O QUE FAZER:
1. No texto sobre a reação do Clube Militar ao editorial de O Globo, qual é o título da nota oficial divulgada pelo clube?
2. Resuma em duas frases o texto sobre a reação do Clube Militar ao editorial de O Globo.
3. Prossiga com o texto sobre a nota do Clube Militar contra O Globo, começando logo depois da última frase mostrada.

TEXTO FORNECIDO:

CLUBE Militar faz crítica dura às organizações Globo por terem afirmado que apoio ao Golpe de 64 foi um equívoco

O blog de Lino Bocchini, da Carta Capital, traz post interessante sobre a reação do Clube Militar ao recente editoral de O Globo, publicado neste último sábado (31), no qual considera o apoio dado pelas organizações do Sr. Roberto Marinho ao Golpe de 64 um equívoco. Para entidade que reúne oficiais da ativa e ex-militares e promove comemorações da chamada “Revolução” todo dia 31 de março, “Declarar agora que se tratou de um ‘equívoco’ é mentira deslavada”.

Abaixo, o texto do post do Blog de Lino Bocchini.

CLUBE MILITAR CRITICA EDITORIAL “MEA CULPA” DE O GLOBO.
por Lino Bocchini – publicado originalmente 04/09/2013 | Blog do Lino

O Clube Militar, entidade que reúne oficiais da ativa da marinha, do exército e da polícia (e também ex-militares), soltou nestaquarta-feira 4 de setembro uma nota oficial ” Nossa Opinião – Equívoco, uma ova!”, condenando o editorial “Apoio editorial ao golpe de 64 foi um erro”, divulgado pelo jornal O Globo no último dia 31 de agosto. O texto do veículo da família Marinho afirmava que “as Organizações Globo reconhecem que, à luz da História, esse apoio [ao golpe militar] foi um erro”.

O Clube Militar reagiu com firmeza:

“o apoio ao Movimento de 64 ocorreu antes, durante e por muito tempo depois da deposição de Jango; em segundo lugar, não se trata de posição equivocada “da redação”, mas de posicionamento político firmemente defendido por seu proprietário, diretor e redator chefe, Roberto Marinho, como comprovam as edições da época”.

E foi além:

“não foi, também, como fica insinuado, uma posição passageira revista depois de curto período de engano, pois dez anos depois da revolução, na edição de 31 de março de 1974, em editorial de primeira página, o jornal publica derramados elogios ao Movimento; e em 7 de abril de 1984*, vinte anos passados, Roberto Marinho publicou editorial assinado, na primeira página, intitulado “Julgamento da Revolução”, cuja leitura não deixa dúvida sobre a adesão e firme participação do jornal nos acontecimentos de 1964 e nas décadas seguintes.”

* Na verdade o editorial foi publicado em 7 de outubro de 1984, e não em 7 de abril como afirmou o Círculo Militar. Nota de Hum Historiador.

Abaixo, repercutimos a íntegra da nota do Clube Militar, disponível da página da Instituição:

Nossa Opinião – Equívoco, uma ova!

Logotipo do Clube Militar

Logotipo do Clube Militar

Numa mudança de posição drástica, o jornal O Globo acaba de denunciar seu apoio histórico à Revolução de 1964. Alega, como justificativa para renegar sua posição de décadas, que se tratou de um “equívoco redacional”.

DADOS EXTRAÍDOS:

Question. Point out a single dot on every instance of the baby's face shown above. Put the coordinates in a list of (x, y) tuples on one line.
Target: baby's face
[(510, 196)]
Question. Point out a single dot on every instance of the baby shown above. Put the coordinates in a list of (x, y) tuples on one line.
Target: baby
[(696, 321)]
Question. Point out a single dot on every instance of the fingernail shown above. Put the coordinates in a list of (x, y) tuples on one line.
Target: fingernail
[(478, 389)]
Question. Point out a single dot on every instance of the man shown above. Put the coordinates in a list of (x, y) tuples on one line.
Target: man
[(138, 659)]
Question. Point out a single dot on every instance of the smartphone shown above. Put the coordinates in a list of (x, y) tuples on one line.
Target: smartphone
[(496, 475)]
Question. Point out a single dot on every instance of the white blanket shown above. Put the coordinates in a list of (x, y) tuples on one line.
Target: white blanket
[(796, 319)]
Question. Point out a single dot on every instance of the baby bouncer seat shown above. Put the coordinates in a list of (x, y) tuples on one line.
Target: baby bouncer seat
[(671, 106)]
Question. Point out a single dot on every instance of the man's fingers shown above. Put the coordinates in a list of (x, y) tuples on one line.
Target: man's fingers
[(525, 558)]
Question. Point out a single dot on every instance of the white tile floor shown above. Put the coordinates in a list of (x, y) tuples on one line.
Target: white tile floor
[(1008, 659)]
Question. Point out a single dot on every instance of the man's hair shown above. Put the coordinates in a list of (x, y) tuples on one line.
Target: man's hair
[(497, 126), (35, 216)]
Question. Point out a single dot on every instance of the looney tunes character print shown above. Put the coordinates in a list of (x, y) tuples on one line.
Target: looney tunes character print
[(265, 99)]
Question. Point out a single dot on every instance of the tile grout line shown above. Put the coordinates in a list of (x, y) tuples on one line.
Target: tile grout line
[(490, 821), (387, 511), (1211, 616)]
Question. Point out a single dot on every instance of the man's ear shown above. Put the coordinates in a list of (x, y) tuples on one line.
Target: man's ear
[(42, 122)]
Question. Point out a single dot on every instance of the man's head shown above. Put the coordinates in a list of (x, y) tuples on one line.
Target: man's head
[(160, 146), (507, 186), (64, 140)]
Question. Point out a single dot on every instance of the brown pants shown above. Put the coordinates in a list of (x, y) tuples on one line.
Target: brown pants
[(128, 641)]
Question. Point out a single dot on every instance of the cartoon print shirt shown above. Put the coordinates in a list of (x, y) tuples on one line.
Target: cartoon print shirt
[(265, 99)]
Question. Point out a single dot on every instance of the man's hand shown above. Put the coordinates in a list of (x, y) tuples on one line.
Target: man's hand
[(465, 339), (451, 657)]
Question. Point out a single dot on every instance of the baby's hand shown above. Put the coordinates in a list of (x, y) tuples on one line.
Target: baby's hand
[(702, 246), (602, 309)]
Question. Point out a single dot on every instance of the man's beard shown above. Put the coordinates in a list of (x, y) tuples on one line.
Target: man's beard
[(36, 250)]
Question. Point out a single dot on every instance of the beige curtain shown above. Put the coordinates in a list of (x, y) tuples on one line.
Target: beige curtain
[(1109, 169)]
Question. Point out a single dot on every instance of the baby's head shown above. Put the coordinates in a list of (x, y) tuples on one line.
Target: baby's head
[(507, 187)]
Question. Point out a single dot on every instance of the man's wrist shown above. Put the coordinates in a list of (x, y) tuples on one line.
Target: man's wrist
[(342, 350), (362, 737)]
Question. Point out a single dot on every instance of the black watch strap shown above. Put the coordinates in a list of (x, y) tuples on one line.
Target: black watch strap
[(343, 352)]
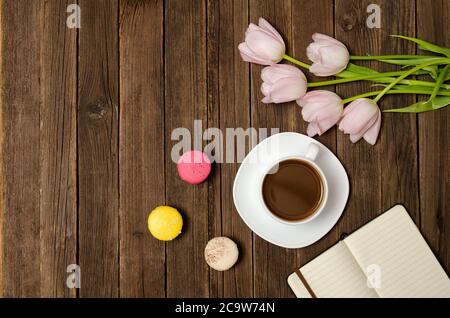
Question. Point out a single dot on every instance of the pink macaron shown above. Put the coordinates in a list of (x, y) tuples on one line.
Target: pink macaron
[(194, 167)]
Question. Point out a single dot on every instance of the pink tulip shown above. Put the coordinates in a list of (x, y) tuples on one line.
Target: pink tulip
[(329, 56), (362, 118), (322, 109), (263, 44), (282, 83)]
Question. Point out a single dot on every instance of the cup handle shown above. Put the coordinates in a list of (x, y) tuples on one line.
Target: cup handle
[(312, 151)]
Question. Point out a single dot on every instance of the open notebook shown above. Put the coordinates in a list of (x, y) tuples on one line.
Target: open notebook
[(387, 257)]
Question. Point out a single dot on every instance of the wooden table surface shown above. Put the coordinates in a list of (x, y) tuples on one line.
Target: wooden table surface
[(86, 122)]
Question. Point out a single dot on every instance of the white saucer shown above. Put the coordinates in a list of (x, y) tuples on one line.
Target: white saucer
[(246, 192)]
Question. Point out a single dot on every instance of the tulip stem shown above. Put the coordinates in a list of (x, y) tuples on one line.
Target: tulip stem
[(387, 57), (412, 91), (406, 74), (296, 62)]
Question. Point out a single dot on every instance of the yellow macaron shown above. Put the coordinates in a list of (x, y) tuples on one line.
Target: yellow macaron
[(165, 223)]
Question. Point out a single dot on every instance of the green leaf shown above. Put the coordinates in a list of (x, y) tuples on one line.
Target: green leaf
[(423, 106), (427, 46), (421, 89), (440, 102), (417, 61)]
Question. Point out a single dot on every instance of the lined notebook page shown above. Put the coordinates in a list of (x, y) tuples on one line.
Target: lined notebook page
[(408, 266), (334, 273)]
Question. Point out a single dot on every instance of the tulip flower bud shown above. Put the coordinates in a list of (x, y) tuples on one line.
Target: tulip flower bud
[(362, 118), (282, 83), (329, 56), (322, 109)]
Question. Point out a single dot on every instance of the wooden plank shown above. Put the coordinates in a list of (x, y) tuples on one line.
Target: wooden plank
[(185, 101), (142, 258), (434, 146), (375, 184), (98, 108), (272, 264), (21, 24), (309, 17), (228, 107), (58, 201)]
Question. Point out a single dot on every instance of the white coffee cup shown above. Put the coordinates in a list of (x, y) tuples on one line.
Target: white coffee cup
[(309, 156)]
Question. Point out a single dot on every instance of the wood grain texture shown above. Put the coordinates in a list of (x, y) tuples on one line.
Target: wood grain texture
[(185, 101), (362, 161), (398, 138), (98, 74), (58, 162), (434, 146), (228, 107), (142, 258), (384, 174), (21, 167)]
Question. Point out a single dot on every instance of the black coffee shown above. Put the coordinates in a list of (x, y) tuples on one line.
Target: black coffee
[(294, 192)]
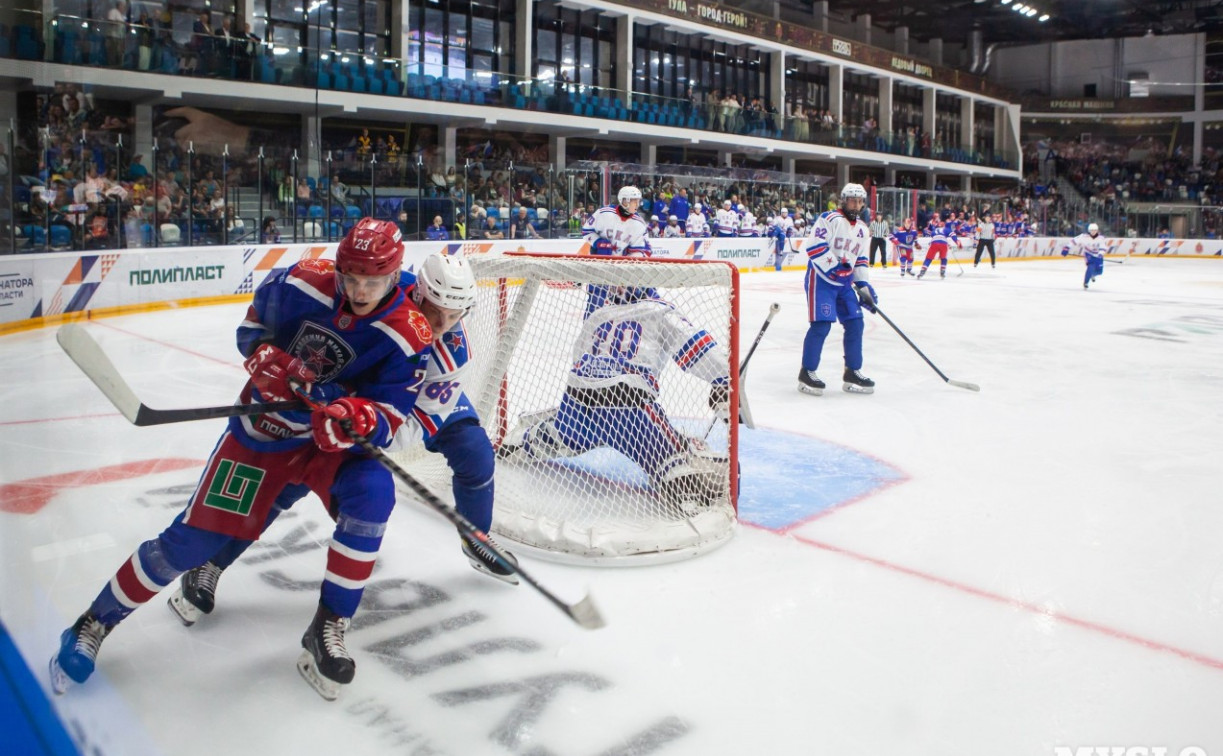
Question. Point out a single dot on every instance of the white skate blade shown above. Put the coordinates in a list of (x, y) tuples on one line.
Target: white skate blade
[(323, 686), (187, 613), (60, 680), (513, 579)]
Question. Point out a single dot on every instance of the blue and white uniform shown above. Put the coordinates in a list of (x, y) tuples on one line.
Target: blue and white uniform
[(837, 258), (1092, 250)]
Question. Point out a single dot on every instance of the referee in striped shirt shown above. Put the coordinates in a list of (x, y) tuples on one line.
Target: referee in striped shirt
[(879, 233)]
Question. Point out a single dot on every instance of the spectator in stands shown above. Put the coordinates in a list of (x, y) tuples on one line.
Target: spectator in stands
[(521, 226), (269, 234), (437, 230), (491, 229)]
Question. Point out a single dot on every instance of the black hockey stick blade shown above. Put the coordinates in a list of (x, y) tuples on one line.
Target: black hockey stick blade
[(97, 366), (961, 384), (583, 612)]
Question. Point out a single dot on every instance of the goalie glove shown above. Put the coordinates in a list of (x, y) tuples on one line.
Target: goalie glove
[(866, 295), (328, 422), (273, 372)]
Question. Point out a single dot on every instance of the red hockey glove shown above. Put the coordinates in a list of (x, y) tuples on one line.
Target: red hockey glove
[(272, 371), (327, 422)]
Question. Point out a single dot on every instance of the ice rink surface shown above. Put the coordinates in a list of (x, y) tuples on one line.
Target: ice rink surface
[(925, 570)]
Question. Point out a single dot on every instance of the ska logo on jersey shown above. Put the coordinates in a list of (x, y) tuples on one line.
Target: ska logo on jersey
[(322, 350)]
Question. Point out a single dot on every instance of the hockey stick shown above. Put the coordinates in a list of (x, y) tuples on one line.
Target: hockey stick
[(97, 366), (963, 384), (585, 613), (745, 412)]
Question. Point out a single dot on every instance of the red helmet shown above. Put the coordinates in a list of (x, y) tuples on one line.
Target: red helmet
[(372, 247)]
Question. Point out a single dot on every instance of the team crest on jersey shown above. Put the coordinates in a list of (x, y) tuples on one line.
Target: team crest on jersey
[(317, 266), (418, 323), (323, 351)]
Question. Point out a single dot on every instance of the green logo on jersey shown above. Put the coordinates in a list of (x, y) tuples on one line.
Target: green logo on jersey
[(234, 487)]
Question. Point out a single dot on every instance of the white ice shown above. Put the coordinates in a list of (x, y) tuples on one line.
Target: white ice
[(1046, 573)]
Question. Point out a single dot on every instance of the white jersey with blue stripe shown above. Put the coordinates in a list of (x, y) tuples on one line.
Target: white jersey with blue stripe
[(625, 234), (1087, 245), (837, 248), (629, 345)]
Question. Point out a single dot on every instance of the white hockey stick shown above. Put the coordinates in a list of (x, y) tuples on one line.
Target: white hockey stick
[(745, 412), (97, 366)]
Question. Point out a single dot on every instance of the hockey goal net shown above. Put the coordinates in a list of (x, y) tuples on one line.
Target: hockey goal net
[(598, 505)]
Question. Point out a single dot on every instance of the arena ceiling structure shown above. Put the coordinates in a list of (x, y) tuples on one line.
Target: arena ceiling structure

RESPOSTAS POR TAREFA:
1. "Nossa Opinião – Equívoco, uma ova!"

2. O Clube Militar, que reúne oficiais da ativa e ex-militares, soltou em 4 de setembro uma nota oficial condenando o editorial de O Globo de 31 de agosto que chamou de erro o apoio do jornal ao golpe de 64. Para o clube, esse apoio não foi engano passageiro da redação, mas uma posição firme de Roberto Marinho mantida por décadas, como mostram editoriais publicados dez e vinte anos depois.

3.
Dos grandes jornais existentes à época, o único sobrevivente carioca como mídia diária impressa é O Globo. Depositário de artigos que relatam a história da cidade, do país e do mundo por mais de oitenta anos, acaba de lançar um portal na Internet com todas as edições digitalizadas, o que facilita sobremaneira a pesquisa de sua visão da história.

Pouca gente tinha paciência e tempo para buscar nas coleções das bibliotecas, muitas vezes incompletas, os artigos do passado. Agora, porém, com a facilidade de poder pesquisar em casa ou no trabalho, por meio do portal eletrônico, muitos puderam ler o que foi publicado na década de 60 pelo jornalão, e por certo ficaram surpresos pelo apoio irrestrito e entusiasta que o mesmo prestou à derrubada do governo Goulart e aos governos dos militares. Nisso, aliás, era acompanhado pela grande maioria da população e dos órgãos de imprensa.

Pressionado pelo poder político e econômico do governo, sob a constante ameaça do “controle social da mídia” – no jargão politicamente correto que encobre as diversas tentativas petistas de censurar a imprensa – o periódico sucumbiu e renega, hoje, o que defendeu ardorosamente ontem.

Alega, assim, que sua posição naqueles dias difíceis foi resultado de um equívoco da redação, talvez desorientada pela rapidez dos acontecimentos e pela variedade de versões que corriam sobre a situação do país.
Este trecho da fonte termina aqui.